**What to produce:** Revise the records below by changing "localize all instances" to "mark every instance" throughout, and leave everything else as it is.
★ ★ ★
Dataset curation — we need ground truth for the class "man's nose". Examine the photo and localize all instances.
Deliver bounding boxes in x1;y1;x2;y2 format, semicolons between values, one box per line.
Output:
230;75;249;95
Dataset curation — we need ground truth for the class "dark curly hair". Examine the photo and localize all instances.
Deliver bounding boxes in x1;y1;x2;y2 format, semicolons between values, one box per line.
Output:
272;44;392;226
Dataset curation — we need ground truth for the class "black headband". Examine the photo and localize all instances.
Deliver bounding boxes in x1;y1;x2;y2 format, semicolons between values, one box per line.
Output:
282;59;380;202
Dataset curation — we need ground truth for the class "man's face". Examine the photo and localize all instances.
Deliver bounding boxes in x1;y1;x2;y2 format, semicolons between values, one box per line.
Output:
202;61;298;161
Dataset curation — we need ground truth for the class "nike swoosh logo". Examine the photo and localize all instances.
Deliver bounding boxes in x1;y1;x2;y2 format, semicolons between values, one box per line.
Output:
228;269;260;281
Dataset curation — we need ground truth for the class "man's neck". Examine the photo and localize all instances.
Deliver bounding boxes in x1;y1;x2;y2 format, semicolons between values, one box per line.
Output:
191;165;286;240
★ ★ ★
**Solution:**
Dataset curation — we need ground truth for the class "man's nose". Examine the photo and mark every instance.
Deliver bounding boxes in x1;y1;x2;y2 format, semicolons between values, one box per line.
Output:
230;75;249;95
Dataset curation — we need ground truth for the class "dark curly hair". Examine the photo and mark every instance.
Deliver bounding boxes in x1;y1;x2;y2 format, semicolons between values, one box per line.
Output:
272;44;392;226
Dataset curation — we need ground truth for the class "black headband". Examine the photo and mark every instance.
Deliver bounding boxes in x1;y1;x2;y2 format, semicolons between values, one box per line.
Output:
282;59;380;202
Dataset curation — we need ground truth for the class "man's face". Examine the photo and mark every instance.
Deliver bounding boxes in x1;y1;x2;y2 format, semicolons between values, one box per line.
Output:
202;61;298;161
Dataset curation — we need ground truth for the class "nike swoosh logo". Examine the photo and mark every instance.
Deliver bounding boxes in x1;y1;x2;y2 format, semicolons between values, one box per line.
Output:
228;269;260;281
Dataset curation — we need ground truth for the class "man's neck". Examine the photo and mark every instance.
Deliver bounding boxes in x1;y1;x2;y2 format, semicolons between values, one box per line.
Output:
191;165;286;240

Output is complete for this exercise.